# [Supplied records]
----
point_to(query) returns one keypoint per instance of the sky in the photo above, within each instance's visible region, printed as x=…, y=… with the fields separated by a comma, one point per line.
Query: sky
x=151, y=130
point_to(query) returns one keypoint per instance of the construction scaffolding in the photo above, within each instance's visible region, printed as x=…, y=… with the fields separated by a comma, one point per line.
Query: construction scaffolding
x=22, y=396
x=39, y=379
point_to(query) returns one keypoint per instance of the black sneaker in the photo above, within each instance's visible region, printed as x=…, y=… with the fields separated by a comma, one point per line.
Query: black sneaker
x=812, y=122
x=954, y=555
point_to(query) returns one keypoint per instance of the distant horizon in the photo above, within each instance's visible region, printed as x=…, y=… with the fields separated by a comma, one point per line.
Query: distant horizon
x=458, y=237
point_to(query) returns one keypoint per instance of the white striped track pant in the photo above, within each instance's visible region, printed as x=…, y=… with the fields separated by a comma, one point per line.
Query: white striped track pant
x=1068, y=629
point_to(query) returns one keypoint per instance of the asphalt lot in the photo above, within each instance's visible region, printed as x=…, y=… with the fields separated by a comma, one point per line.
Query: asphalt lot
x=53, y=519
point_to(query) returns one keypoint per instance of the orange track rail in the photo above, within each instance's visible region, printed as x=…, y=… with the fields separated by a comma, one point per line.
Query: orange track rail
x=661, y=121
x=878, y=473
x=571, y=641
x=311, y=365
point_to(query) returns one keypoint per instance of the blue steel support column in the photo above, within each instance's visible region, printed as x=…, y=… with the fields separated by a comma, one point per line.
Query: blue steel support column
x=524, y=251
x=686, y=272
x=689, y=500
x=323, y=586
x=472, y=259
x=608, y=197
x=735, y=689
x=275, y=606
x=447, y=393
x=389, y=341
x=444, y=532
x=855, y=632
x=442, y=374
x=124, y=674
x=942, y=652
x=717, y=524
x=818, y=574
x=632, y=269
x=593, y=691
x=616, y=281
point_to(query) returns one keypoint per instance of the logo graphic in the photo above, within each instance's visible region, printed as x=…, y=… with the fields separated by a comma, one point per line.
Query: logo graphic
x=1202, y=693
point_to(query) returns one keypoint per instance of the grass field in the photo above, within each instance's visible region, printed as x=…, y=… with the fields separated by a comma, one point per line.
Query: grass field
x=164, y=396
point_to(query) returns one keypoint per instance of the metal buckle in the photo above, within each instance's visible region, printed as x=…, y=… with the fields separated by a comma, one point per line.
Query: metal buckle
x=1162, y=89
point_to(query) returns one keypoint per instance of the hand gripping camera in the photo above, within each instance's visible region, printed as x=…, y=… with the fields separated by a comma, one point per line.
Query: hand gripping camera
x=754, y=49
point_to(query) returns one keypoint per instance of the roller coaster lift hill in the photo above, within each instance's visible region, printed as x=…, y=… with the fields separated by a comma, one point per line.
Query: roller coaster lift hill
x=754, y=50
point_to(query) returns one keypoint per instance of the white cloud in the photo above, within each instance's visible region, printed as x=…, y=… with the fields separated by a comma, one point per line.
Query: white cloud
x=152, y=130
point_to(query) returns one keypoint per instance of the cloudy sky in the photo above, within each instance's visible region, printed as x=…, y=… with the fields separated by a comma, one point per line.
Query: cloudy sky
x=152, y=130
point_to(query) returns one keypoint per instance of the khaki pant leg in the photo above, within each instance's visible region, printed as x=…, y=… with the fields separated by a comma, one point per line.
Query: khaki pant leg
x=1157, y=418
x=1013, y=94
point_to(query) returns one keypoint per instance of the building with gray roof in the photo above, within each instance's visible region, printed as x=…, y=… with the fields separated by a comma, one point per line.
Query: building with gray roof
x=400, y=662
----
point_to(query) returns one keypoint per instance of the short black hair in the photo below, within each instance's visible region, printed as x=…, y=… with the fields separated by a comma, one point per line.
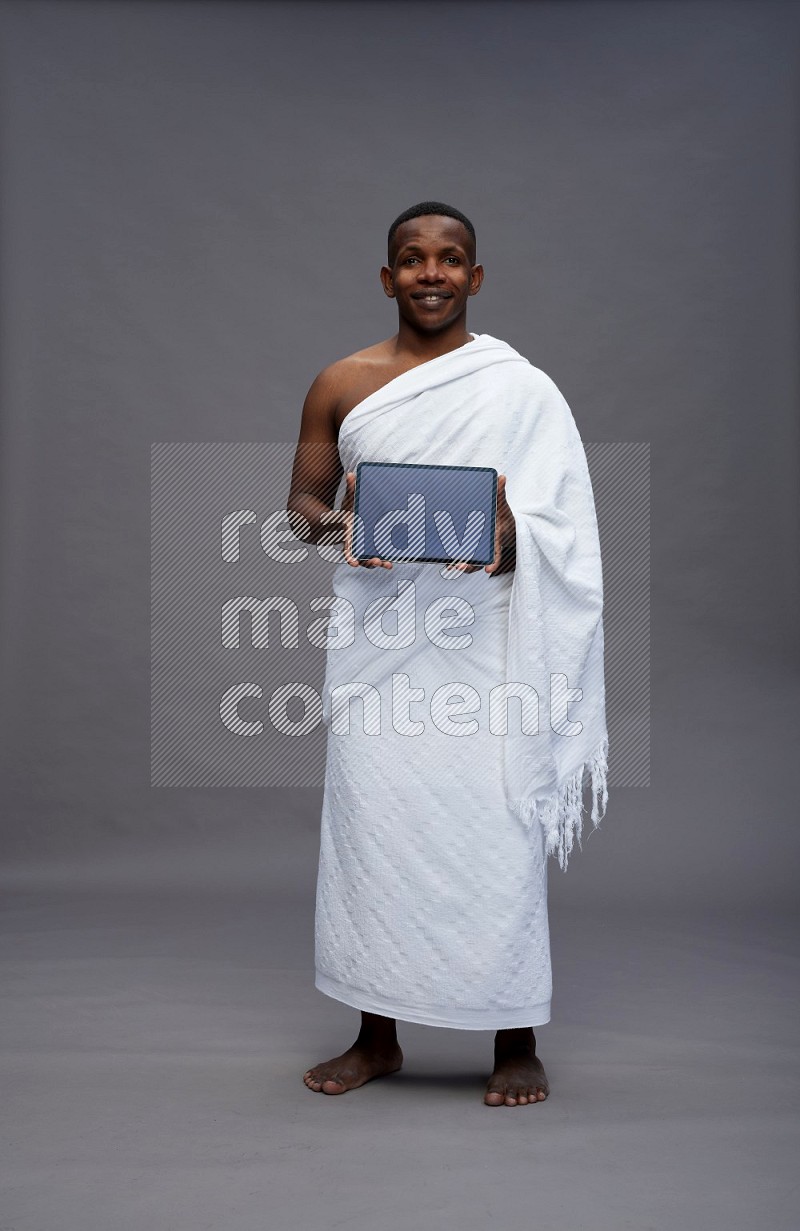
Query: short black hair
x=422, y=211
----
# [Given task]
Scale the listing from the line with "point_to(query) returns one keypoint per instance of the sky" to the line with "x=616, y=281", both included, and give back only those lines, requests and all. Multiply every x and y coordinate in the answer points by 0.8 and round each result to a whole number, with halves rounding up.

# [Response to the task]
point_to(query) returns one keypoint per instance of the sky in the photo above, within each instance's visible region, printed as x=…, y=… with the fields separated by a comma, one point per line.
Query: sky
x=121, y=104
point_to(query) returns one keypoint per instance of the construction scaffolding in the photo above, within each instance's visible region, printed as x=…, y=… with the fields separated by a comma, one point per line.
Query: construction scaffolding
x=18, y=317
x=31, y=303
point_to(query) returns one keypoint per instance of the black sneaker in the photo above, within each instance's visible region, printed as x=…, y=… with the fields separated by a comma, one point per line.
Query: black sneaker
x=650, y=98
x=763, y=444
point_to(query) returns one keypoint per instance of the distant horizon in the photo above, within each instance's visible region, printed as x=…, y=… with the fields separated by a comma, one point per line.
Query: distant horizon
x=366, y=190
point_to(query) returns one keypoint per instance of the white striped track pant in the photo above, within each instance's visible region, printed as x=…, y=… with the fields separated by a comma, one point per line.
Query: white striped track pant
x=854, y=503
point_to(query) returns one keypoint per instance of the asphalt lot in the photo above, within each instance's visible region, printed as x=…, y=… with the fields separated by a comma, one point per line.
Query: asphalt lot
x=42, y=415
point_to(query) returns one keypoint per instance of the orange track rail in the photo above, within each instance's visible region, printed as x=…, y=… with the fields separated by a comma, one point per line.
Query: orange track rail
x=529, y=97
x=702, y=378
x=457, y=513
x=249, y=292
point_to(query) returns one keypoint per instance of the blue steel support column in the photo above, within each instance's visible region, printed as x=…, y=… with the fields separated by a comma, one point per line.
Query: blue steel support column
x=419, y=201
x=549, y=218
x=551, y=400
x=258, y=469
x=378, y=207
x=486, y=158
x=588, y=551
x=220, y=485
x=358, y=314
x=311, y=273
x=355, y=426
x=684, y=506
x=354, y=299
x=99, y=539
x=754, y=522
x=574, y=419
x=654, y=459
x=506, y=215
x=474, y=553
x=493, y=225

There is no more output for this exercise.